TEXTE PRÉSENTÉ:

◇ ◇ ◇ ◇ ◇

«La crédibilité de Syriza» et quel régime politique?

Par Panagiotis Grigoriou

Pour se rendre à Salamine [lieu d’une bataille navale qui, en 480 avant notre ère, a mis face à face la flotte des Athéniens à la flotte «du grand Roi» perse Xerxès, un désastre pour ce dernier] d’habitude on embarque à bord d’une navette rapide au Pirée, ou sinon, ayant un véhicule, on peut aussi opter pour les petits ferries au départ de Perama. Ces «garages ouverts flottants» ont une capacité de transport d’une centaine de voitures chaque fois, sauf qu’ils ne se remplissent plus comme avant.

La traversée durait dix minutes il y a encore un an, mais elle s’allonge de cinq minutes environ depuis l’été 2011, crise oblige! C’est à bord d’un de ces ferries durant une traversée par les eaux de la bataille navale historique, que le corps d’un homme a été découvert, il y a une semaine. Un fait divers rare, mais qui ne passionne plus les foules. Salamine la bataille, non plus. Le port ancien, devenu cimetière pour bateaux sous le monument solitaire, tout comme son site archéologique, restent à l’abandon, il y a déjà un moment avant le Mémorandum [les deux plans d’austérité – mai 2010 et février 2012 – qui accompagnent le renflouement de la Grèce ; en réalité de ses créanciers] .

On peut enfin embarquer à destination de Salamine par le port de Nea Peramos, plus à l’ouest, et beaucoup d’Athéniens ignorent cette sortie. Dans pareil cas, vaut mieux emprunter la vieille route, car on évite ainsi aussi le péage [le péage des autoroutes est élevé et doit s’étendre ; le refus de payer a été une des actions de désobéissance civile répandues], mais voyage dans le temps assuré! Apart deux passages à niveau abandonnés depuis longtemps, de même que la voie ferrée unique à l’écartement étroit, on passe aussi assez près d’une épave, à moitié sous l’eau, un ex-navire de croisière, dans son ultime passage par la baie d’Eleusis.

Il y a encore six mois, une entreprise spécialisée dans la démolition des navires œuvrait sur place, aujourd’hui, plus personne n’y travaille. Démolitions en Grèce sous la Troïka, mais tout ne serait pas imputable au FMI dans ce pays. Ainsi, et selon la presse, A. Venizélos (PASOK) en personne, dévoile par ses dernières déclarations, les tractations entre le patronat grec et les Troïkans: «c’est le patronat grec qui, prenant l’initiative, a expressément demandé à la Troïka à intervenir davantage dans le démantèlement en cours des conventions collectives restantes, certaines mesures même, issues du Mémorandum II, ont été suggérées par les patrons grecs». dépassant visiblement les ardeurs du FMI, (quotidien Avgi, proche de SYRIZA, 23 mai 2012).

Car, à part nos chômeurs, estimés en mai, officiellement à plus de 1,3 million et le repli de l’économie réelle, à plus de 6% cette année, tout n’est pas à l’arrêt. On travaille, par exemple, pour acheminer l’eau potable à Salamine depuis l’Attique, construisant un nouvel aqueduc sous la mer à Nea Peramos précisément.

◇ ◇ ◇ ◇ ◇

DONNÉES DISPONIBLES:

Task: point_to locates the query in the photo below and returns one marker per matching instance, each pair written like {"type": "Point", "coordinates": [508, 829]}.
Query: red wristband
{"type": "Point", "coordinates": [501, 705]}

◇ ◇ ◇ ◇ ◇

EXERCICES À FAIRE:
1. Citez tous les ports d'où l'article sur la crise grecque indique qu'on peut embarquer pour Salamine.
2. Poursuivez l'article sur la crise grecque après sa dernière phrase.
Les données ci-dessus n'interviennent en rien dans ce travail.

RÉPONSES PROPOSÉES:
1. Le Pirée, Perama et Nea Peramos.

2.
La distance n’est pas longue et la traversée par bateau, dure sept minutes seulement. En semaine, ce ferry part pratiquement vide, sauf tôt le matin et en fin d’après-midi. J’ai compté à bord, quatre voitures, un camion et deux motos l’autre jour.

Les deux motards, après avoir posé leurs engins à l’ombre vers la proue du navire, se sont mis à commenter l’actualité. Non pas celle des dernières déclarations d’Alexis Tsipras sur «Hollandréou» [la contraction de Hollande et de Papandréou], mais la leur, plus… terre à terre: «Tu sais, à part mon boulot qui est en train de crever, je ne me sens pas en forme en ce moment, comme tout le monde, je me sens vidé, tellement je suis fatigué, et toi?» «Moi c’est pareil, mais je sais pourquoi, c’est à cause de ces avions qui répandent dans l’air des produits chimiques. Ils veulent nous rendre amorphes, inoffensifs pour le système, et si possible là en ce moment, avant et durant les élections de juin.». « Non, non, tu te trompes, ce n’est pas ainsi qu’ils agissent, je crois qu’ils mettent plutôt une quantité effarante de fluor dans l’eau potable.» « Sans blague, alors salut, on nous ouvre déjà, nous sommes arrivés.»

Salamine ne m’est pas inconnue. Une île calme par endroits, bien que près d’Athènes, ce qui peut aider, dans l’écriture d’un livre par exemple. Certes, la connexion internet est occasionnelle et les amis du blog m’excuseront d’une absence, également occasionnelle, mais en somme toute relative. Lisant leurs derniers commentaires, je remarque que la question désormais posée, autour du «problème de crédibilité» de SYRIZA devient récurrente.

A vrai dire, je ne sais pas si un tel programme de gauche radicale, qualifié par certains de «populiste et de non-réaliste», serait ainsi intenable, car irréalisable dans l’Union Européenne actuelle. On se demande même, si Tsipras ne suivrait pas les mêmes traces que le PASOK d’Andréas Papandréou, dans les promesses et «l’analyse irréaliste» de la situation actuelle.

C’est aussi l’avis de nombreux analystes en Grèce et ailleurs. Mais je pense que cette question devient désormais secondaire. Certes, SYRIZA serait en phase de devenir le premier parti politique, ainsi on sent bien cette lame de fond, comparable à celle de 1981 et du PASOK d’Andréas Papandréou, mais la comparaison s’arrête là.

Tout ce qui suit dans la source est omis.